═════ Supplied passage ═════
First let me begin with the housing arrangement. Use your imagination and picture a large empty warehouse building with heating and air conditioning, add 64 bunk beds with a locker and chair next to each one. Then add three offices one for a correctional officer and the other two for administrative use, one recreation supply room, one exercise room with four pieces of equipment, laundry room with eight washers and dryers plus an ice machine, three closed in TV rooms with a larger TV in the open, fourteen private showers with plenty hot water and a large restroom with a separate lavatory area.

Second is the food service. Breakfast was from 6:00 am every morning weekdays and 7:00 am on weekends with food ranging from fruits, cereal and milk to prepared eggs with toast. Lunch was always schedule for 11:00am and dinner at 4:00 pm with a menu that consisted of a simple peanut butter sandwich and hot dog to baked turkey with all the trimmings. The food quantity is abundant and quality was like at a university or school cafeteria.
═════
## Task
Reproduce the entire housing and food passage word for word. The listing plays no part in this.
═════ Information supplied ═════
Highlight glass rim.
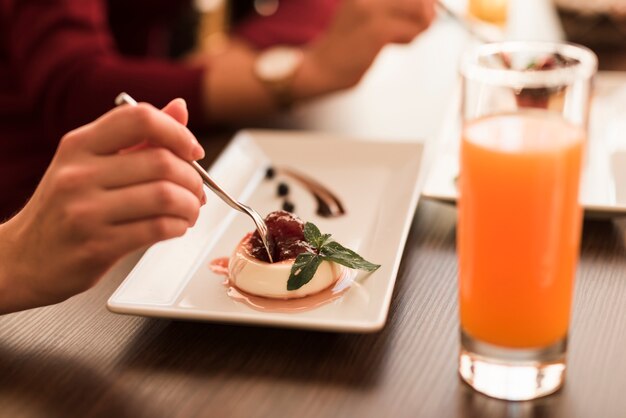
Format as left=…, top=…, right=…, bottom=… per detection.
left=461, top=41, right=598, bottom=88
═════
## Result of the exercise
First let me begin with the housing arrangement. Use your imagination and picture a large empty warehouse building with heating and air conditioning, add 64 bunk beds with a locker and chair next to each one. Then add three offices one for a correctional officer and the other two for administrative use, one recreation supply room, one exercise room with four pieces of equipment, laundry room with eight washers and dryers plus an ice machine, three closed in TV rooms with a larger TV in the open, fourteen private showers with plenty hot water and a large restroom with a separate lavatory area.

Second is the food service. Breakfast was from 6:00 am every morning weekdays and 7:00 am on weekends with food ranging from fruits, cereal and milk to prepared eggs with toast. Lunch was always schedule for 11:00am and dinner at 4:00 pm with a menu that consisted of a simple peanut butter sandwich and hot dog to baked turkey with all the trimmings. The food quantity is abundant and quality was like at a university or school cafeteria.